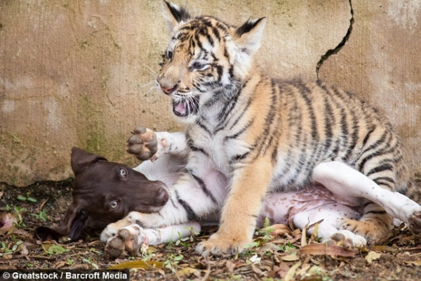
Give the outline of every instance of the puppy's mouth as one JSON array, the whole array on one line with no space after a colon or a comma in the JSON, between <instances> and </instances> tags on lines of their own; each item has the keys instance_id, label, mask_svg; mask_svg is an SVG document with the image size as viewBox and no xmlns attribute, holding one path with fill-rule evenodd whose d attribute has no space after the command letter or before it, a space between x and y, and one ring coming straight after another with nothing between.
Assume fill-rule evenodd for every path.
..............................
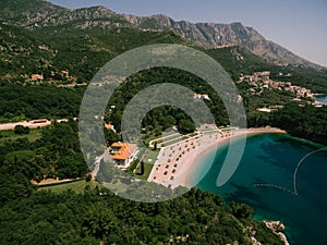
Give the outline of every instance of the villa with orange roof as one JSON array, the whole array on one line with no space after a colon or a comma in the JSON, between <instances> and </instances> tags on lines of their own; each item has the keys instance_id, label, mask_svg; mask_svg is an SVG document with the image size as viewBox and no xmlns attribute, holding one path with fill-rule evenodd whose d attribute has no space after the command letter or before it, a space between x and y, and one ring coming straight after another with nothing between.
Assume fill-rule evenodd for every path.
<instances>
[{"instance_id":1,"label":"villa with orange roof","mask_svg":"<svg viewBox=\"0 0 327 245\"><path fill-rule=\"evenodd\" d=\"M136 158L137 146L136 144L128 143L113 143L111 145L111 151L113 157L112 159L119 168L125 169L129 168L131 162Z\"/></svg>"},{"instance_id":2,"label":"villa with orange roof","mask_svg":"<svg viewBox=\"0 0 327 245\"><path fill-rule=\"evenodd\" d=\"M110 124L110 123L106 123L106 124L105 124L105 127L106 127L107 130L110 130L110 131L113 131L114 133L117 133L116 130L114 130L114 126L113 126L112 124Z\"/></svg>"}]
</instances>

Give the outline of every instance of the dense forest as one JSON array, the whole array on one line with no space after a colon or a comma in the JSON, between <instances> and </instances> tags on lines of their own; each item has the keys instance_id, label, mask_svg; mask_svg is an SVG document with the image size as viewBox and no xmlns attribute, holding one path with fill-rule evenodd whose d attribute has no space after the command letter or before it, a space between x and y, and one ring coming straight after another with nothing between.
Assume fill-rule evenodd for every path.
..............................
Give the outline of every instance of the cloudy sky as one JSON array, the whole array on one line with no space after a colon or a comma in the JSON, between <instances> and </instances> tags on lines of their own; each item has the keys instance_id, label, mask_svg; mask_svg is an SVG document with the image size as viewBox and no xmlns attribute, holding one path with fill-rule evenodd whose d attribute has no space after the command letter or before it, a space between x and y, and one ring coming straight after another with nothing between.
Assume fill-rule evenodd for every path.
..............................
### Description of the task
Gather every line of the records above that contains the word "villa", copying each such line in full.

### Exercise result
Give the outline of every instance of the villa with orange roof as one JSON array, the whole array on one line with no space after a colon or a comma in the JSON, between <instances> and </instances> tags on lines of their own; each item has the keys instance_id, label, mask_svg; mask_svg is an SVG document with the image size as viewBox and no xmlns attribute, holding one path with fill-rule evenodd whose d attribute has no space after the command letter or before it, a space between x and y, and one ring coming straight after another with nothing between.
[{"instance_id":1,"label":"villa with orange roof","mask_svg":"<svg viewBox=\"0 0 327 245\"><path fill-rule=\"evenodd\" d=\"M136 158L137 146L136 144L128 143L113 143L111 145L111 151L113 157L112 159L119 168L125 169L129 168L131 162Z\"/></svg>"},{"instance_id":2,"label":"villa with orange roof","mask_svg":"<svg viewBox=\"0 0 327 245\"><path fill-rule=\"evenodd\" d=\"M110 124L110 123L106 123L106 124L105 124L105 127L106 127L107 130L110 130L110 131L113 131L114 133L117 133L116 130L114 130L114 126L113 126L112 124Z\"/></svg>"}]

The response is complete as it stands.